Search the data for the string "below" and extract every line where it appears.

--*--

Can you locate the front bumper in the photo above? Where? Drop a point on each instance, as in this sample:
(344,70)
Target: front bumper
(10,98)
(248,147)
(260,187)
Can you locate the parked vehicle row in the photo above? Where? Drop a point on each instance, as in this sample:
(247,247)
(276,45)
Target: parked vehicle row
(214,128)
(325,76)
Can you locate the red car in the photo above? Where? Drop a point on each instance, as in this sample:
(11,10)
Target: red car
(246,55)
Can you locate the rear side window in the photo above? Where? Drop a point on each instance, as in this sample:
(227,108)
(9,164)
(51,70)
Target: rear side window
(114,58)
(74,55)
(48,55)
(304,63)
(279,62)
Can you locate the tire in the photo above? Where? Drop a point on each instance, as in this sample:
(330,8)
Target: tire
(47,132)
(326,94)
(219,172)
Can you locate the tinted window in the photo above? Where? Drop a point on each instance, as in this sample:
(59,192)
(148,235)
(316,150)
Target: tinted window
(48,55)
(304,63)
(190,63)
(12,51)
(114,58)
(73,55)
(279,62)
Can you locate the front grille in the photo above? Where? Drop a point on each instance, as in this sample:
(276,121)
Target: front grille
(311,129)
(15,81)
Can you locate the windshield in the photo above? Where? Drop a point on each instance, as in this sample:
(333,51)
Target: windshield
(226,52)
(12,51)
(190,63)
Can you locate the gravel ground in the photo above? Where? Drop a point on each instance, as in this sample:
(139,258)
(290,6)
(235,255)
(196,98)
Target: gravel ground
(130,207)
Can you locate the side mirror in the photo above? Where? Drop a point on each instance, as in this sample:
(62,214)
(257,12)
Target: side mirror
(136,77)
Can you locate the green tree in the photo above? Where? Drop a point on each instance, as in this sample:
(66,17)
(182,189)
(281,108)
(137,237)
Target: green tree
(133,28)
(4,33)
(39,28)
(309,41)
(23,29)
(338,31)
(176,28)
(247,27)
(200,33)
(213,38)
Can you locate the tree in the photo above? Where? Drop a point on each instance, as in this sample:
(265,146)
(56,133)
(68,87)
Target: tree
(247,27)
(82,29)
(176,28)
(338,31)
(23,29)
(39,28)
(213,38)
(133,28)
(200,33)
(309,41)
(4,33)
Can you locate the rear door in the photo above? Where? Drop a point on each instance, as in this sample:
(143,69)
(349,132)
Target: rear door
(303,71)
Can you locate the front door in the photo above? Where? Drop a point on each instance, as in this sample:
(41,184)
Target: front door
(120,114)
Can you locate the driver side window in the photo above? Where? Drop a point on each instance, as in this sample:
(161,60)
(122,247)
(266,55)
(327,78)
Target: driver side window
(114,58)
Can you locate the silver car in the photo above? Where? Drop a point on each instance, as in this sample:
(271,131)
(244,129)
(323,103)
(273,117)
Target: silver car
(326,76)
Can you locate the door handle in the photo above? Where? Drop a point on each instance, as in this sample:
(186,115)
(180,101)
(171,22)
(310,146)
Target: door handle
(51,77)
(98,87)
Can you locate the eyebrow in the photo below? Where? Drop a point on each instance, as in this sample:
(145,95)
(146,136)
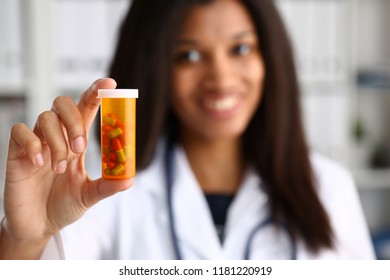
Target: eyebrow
(235,37)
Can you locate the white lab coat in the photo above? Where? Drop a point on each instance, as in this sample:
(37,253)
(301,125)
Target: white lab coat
(134,224)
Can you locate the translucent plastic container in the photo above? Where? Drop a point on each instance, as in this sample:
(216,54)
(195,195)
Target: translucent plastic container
(117,124)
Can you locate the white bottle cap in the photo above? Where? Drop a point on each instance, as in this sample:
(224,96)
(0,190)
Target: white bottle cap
(117,93)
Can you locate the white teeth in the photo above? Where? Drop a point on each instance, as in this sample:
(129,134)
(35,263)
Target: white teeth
(222,104)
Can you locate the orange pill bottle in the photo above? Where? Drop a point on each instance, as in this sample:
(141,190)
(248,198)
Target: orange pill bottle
(117,125)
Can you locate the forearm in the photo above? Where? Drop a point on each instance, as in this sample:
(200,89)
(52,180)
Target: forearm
(13,249)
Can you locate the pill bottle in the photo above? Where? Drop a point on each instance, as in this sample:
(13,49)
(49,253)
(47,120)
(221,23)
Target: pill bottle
(117,130)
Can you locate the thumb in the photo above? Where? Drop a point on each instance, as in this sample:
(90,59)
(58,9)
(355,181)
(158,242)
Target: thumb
(102,188)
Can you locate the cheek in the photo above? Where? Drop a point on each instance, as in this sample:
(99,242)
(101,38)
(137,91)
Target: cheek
(183,83)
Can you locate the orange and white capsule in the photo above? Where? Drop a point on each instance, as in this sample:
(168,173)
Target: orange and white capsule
(118,142)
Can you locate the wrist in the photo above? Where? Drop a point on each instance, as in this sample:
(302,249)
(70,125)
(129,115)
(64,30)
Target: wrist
(15,248)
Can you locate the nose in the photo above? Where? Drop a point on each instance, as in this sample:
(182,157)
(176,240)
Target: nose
(219,72)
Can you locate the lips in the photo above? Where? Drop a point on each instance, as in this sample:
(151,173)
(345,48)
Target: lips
(222,105)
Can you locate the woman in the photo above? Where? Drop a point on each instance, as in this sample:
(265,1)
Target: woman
(223,167)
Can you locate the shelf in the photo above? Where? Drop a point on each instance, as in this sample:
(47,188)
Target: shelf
(372,179)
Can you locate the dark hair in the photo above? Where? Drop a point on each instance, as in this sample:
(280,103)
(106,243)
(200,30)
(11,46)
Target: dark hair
(274,142)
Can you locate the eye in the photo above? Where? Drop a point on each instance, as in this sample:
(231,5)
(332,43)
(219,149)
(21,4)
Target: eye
(188,56)
(241,49)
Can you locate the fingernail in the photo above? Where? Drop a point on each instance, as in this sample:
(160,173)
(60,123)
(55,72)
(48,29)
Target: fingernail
(79,144)
(61,166)
(39,159)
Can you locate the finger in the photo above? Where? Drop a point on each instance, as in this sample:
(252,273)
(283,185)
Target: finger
(101,188)
(73,121)
(89,104)
(51,129)
(24,142)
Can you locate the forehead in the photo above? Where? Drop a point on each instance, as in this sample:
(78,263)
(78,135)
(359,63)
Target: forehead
(218,19)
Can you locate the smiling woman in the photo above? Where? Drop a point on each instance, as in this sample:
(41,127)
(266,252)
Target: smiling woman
(224,171)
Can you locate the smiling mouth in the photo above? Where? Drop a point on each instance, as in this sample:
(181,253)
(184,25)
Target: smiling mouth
(222,104)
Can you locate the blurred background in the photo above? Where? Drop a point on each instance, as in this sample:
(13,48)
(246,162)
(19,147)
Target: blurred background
(59,47)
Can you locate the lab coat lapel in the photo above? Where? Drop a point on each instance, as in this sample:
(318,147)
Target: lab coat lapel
(247,210)
(196,233)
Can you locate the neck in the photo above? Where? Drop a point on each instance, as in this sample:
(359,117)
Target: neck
(218,165)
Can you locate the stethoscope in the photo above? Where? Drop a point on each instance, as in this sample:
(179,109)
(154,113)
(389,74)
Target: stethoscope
(169,175)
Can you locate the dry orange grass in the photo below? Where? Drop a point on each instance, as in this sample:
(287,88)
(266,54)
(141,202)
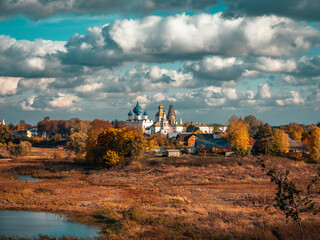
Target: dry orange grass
(191,197)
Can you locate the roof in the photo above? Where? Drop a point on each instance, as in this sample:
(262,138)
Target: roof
(204,136)
(137,109)
(192,128)
(213,143)
(184,137)
(173,150)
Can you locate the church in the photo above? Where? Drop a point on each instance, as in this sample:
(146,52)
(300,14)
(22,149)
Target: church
(163,124)
(139,118)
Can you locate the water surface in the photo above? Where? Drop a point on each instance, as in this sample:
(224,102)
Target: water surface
(31,224)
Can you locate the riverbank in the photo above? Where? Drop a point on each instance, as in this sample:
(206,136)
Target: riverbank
(155,197)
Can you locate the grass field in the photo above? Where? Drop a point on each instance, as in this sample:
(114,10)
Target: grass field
(192,197)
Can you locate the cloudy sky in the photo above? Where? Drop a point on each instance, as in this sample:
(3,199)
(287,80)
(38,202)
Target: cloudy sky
(211,59)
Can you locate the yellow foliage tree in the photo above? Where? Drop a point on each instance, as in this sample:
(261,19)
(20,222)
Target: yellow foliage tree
(114,144)
(314,144)
(295,131)
(21,127)
(281,141)
(237,134)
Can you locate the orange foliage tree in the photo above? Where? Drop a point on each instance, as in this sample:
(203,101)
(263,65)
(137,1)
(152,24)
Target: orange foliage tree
(314,143)
(97,127)
(113,144)
(295,131)
(281,141)
(237,134)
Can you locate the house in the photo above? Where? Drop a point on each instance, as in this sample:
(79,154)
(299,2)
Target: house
(214,145)
(173,153)
(187,139)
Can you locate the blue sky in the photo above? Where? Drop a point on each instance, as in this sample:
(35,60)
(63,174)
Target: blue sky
(211,59)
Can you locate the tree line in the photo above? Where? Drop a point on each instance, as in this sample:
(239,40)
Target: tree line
(268,140)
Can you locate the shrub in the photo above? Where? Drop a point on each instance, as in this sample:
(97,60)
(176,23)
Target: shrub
(21,149)
(110,158)
(244,152)
(77,142)
(57,155)
(113,145)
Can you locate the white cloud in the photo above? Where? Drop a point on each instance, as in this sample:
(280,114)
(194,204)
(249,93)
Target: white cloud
(272,65)
(64,101)
(295,99)
(8,85)
(264,91)
(88,87)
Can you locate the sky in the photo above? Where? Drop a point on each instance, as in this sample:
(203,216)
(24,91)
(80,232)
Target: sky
(211,59)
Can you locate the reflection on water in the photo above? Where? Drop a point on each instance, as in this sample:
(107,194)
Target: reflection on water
(31,224)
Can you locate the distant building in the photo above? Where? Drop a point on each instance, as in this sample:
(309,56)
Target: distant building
(139,118)
(22,134)
(161,125)
(213,145)
(34,132)
(173,153)
(171,116)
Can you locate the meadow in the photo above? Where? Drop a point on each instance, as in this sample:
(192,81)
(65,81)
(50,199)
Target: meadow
(154,197)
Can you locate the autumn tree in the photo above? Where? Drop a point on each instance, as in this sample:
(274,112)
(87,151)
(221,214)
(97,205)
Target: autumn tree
(295,131)
(115,144)
(264,140)
(314,144)
(237,134)
(254,124)
(77,142)
(97,127)
(281,142)
(21,126)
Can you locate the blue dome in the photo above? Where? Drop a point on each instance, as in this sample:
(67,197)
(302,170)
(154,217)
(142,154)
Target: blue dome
(137,109)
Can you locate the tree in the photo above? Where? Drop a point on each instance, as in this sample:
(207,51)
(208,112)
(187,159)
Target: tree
(237,134)
(254,124)
(281,142)
(121,142)
(264,140)
(187,124)
(97,127)
(314,144)
(21,127)
(77,142)
(295,131)
(5,134)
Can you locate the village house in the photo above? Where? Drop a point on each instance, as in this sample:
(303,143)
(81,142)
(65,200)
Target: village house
(213,145)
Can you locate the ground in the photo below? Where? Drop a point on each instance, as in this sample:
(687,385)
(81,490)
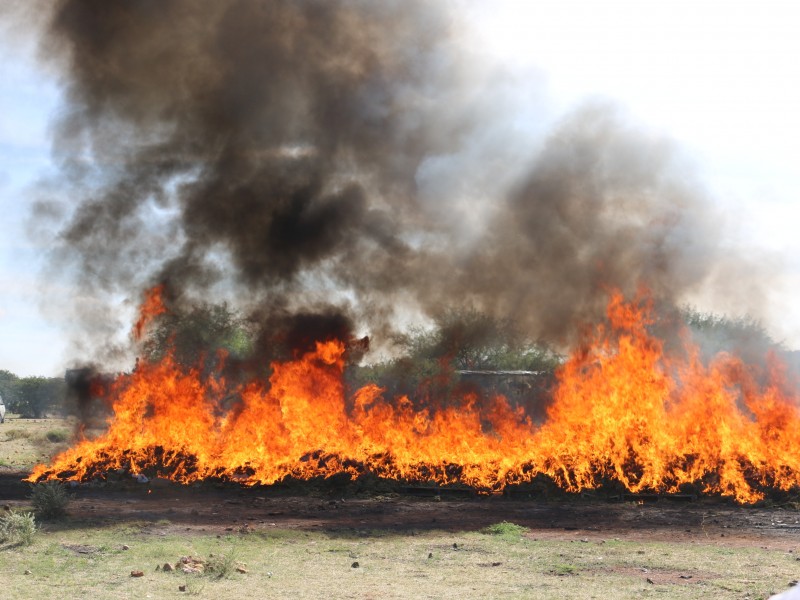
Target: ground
(326,541)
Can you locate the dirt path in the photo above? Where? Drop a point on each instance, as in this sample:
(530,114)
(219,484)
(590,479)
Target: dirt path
(210,508)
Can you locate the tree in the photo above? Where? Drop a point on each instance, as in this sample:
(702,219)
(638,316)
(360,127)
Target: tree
(461,340)
(8,389)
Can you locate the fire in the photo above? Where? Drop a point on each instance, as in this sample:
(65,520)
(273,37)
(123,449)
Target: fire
(623,411)
(152,306)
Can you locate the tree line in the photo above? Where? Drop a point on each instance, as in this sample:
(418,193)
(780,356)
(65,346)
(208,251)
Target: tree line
(435,362)
(32,397)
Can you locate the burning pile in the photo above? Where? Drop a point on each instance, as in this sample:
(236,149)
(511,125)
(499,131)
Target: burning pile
(334,166)
(622,412)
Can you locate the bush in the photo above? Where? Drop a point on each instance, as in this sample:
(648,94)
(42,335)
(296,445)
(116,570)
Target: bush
(50,499)
(17,528)
(56,436)
(220,566)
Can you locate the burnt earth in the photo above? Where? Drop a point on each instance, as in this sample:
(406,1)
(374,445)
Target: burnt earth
(215,507)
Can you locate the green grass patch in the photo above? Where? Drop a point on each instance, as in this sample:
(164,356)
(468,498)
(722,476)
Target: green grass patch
(506,529)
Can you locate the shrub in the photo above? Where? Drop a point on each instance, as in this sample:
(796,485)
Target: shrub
(17,528)
(50,499)
(220,566)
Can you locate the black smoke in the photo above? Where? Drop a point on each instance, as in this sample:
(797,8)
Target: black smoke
(278,153)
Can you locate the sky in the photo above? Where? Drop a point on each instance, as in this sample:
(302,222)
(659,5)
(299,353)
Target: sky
(721,79)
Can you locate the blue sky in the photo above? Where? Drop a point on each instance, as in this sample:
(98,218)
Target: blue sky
(720,78)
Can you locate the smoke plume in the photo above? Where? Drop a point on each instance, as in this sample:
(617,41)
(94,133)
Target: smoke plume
(344,162)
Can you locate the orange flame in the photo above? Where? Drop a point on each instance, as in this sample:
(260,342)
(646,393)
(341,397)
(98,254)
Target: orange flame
(622,412)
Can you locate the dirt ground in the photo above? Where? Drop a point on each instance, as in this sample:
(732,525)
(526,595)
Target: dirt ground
(224,508)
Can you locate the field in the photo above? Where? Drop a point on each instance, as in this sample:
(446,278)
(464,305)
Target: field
(159,540)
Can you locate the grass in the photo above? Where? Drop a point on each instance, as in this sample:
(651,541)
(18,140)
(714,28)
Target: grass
(506,530)
(26,442)
(75,558)
(302,564)
(17,528)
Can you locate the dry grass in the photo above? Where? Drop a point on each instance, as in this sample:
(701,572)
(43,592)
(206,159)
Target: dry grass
(26,442)
(79,558)
(300,564)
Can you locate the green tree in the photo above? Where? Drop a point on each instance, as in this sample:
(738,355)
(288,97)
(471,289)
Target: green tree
(37,396)
(196,338)
(8,389)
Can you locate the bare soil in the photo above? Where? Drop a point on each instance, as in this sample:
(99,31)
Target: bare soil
(225,508)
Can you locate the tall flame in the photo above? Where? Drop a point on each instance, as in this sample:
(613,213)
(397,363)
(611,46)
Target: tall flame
(622,412)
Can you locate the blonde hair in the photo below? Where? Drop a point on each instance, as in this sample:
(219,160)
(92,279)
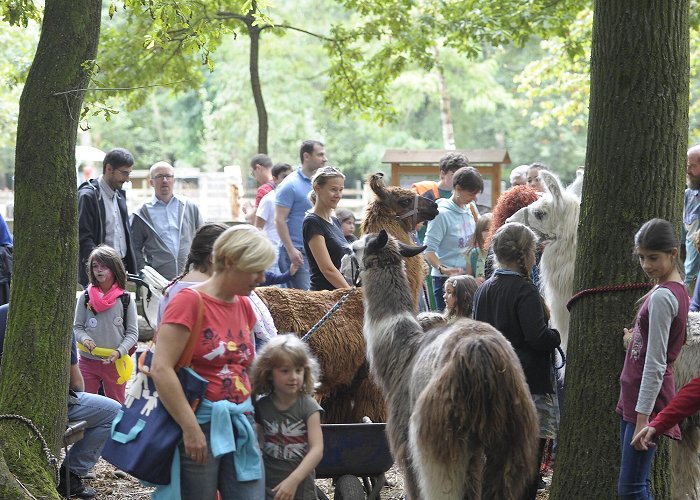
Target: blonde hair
(248,248)
(285,348)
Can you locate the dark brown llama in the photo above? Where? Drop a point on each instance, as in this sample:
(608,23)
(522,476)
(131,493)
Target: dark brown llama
(461,421)
(347,390)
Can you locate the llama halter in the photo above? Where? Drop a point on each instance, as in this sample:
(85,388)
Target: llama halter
(411,213)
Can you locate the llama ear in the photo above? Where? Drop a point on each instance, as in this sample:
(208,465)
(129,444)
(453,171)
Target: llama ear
(410,251)
(376,243)
(576,187)
(377,185)
(552,183)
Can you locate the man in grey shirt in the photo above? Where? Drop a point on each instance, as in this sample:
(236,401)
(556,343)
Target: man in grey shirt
(102,214)
(163,227)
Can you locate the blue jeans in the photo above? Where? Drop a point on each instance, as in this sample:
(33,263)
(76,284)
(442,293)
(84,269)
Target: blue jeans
(98,412)
(438,285)
(302,279)
(635,470)
(201,481)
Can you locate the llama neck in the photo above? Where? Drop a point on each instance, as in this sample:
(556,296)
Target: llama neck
(386,292)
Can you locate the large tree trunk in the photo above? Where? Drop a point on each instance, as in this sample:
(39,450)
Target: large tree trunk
(448,133)
(634,171)
(33,381)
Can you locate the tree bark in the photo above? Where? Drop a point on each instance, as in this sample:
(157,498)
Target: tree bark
(448,133)
(37,345)
(254,34)
(637,139)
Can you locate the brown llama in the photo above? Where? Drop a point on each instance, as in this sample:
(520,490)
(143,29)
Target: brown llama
(390,211)
(347,391)
(461,421)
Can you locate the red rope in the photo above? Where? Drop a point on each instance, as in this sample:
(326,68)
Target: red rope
(606,288)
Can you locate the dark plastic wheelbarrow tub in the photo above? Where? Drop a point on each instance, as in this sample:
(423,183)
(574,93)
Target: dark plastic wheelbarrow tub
(354,449)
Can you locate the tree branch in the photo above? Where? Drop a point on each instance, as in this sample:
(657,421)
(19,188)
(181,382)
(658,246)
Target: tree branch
(116,89)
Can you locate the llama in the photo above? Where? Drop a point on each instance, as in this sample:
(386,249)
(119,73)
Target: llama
(461,421)
(382,214)
(555,218)
(348,392)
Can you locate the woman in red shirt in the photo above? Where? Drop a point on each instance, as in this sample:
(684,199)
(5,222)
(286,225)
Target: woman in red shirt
(209,459)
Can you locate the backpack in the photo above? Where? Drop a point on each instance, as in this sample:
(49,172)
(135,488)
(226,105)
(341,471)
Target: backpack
(125,298)
(422,187)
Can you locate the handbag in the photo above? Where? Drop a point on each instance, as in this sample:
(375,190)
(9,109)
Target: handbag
(144,436)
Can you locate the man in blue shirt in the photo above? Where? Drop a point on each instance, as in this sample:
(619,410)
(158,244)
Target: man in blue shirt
(691,215)
(291,203)
(162,228)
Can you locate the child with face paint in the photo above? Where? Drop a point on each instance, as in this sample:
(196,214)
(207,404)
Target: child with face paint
(103,332)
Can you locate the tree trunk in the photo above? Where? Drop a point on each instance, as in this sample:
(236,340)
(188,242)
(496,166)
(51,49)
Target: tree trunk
(254,34)
(448,133)
(635,160)
(35,362)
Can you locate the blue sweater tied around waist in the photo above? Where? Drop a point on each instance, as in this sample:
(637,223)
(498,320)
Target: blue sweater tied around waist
(224,417)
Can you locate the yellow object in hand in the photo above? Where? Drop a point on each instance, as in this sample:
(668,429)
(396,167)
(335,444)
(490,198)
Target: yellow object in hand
(124,365)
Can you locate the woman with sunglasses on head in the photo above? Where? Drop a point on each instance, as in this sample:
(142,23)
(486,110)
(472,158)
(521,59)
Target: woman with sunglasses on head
(324,241)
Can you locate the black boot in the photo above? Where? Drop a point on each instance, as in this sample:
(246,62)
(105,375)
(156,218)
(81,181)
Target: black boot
(77,488)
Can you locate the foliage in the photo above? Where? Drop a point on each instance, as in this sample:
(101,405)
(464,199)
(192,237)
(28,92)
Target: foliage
(402,33)
(556,87)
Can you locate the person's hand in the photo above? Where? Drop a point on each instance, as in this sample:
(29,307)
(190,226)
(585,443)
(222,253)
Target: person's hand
(642,422)
(626,337)
(286,489)
(644,438)
(195,445)
(112,357)
(453,271)
(247,207)
(296,257)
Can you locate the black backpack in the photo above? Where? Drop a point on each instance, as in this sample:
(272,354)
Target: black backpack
(125,298)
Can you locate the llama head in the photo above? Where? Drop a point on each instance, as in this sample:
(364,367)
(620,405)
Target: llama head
(555,215)
(409,207)
(379,249)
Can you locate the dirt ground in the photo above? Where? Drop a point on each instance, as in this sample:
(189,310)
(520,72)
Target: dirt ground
(124,487)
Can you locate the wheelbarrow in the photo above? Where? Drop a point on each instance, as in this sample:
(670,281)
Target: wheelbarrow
(355,456)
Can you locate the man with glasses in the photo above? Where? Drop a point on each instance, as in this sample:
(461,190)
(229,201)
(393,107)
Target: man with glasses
(102,215)
(165,249)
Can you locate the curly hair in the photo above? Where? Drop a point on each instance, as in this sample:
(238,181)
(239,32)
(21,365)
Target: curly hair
(508,203)
(512,243)
(285,348)
(107,256)
(465,287)
(200,249)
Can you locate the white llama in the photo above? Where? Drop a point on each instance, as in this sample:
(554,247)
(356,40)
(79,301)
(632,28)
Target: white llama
(554,218)
(461,422)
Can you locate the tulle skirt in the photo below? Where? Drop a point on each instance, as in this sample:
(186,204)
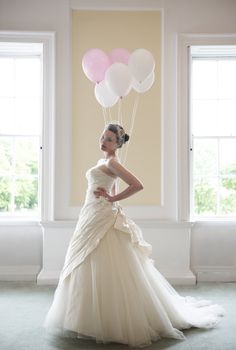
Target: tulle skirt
(117,295)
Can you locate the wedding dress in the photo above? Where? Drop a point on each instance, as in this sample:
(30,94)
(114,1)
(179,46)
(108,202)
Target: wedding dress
(109,289)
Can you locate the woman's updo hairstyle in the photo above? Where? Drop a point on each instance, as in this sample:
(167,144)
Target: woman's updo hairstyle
(119,131)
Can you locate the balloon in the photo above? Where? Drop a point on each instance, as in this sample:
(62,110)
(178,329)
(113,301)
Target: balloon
(104,95)
(95,63)
(119,79)
(145,85)
(119,55)
(141,64)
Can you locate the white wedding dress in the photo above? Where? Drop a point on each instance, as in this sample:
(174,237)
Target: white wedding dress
(109,289)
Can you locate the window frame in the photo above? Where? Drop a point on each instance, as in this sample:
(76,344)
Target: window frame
(184,138)
(47,158)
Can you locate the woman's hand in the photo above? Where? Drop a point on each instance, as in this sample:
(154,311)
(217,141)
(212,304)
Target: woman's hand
(100,191)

--*--

▶ EXERCISE ANSWER:
Can you locate the eyebrow in the photo below? Where? Drop a point on each instance, as in this sample:
Can you locate the dry orange grass in the photo below? Where? Drop a point on each instance, as in this sample:
Can you locate the ground in the photo below? Where? Drop a point on each instance, as in this sample:
Can you locate the blonde hair in the photo below? Where? Drop a point on each instance, as in this sample:
Can you locate the tulle skirt in the photo below? Where? Drop a point on each instance, as in this sample:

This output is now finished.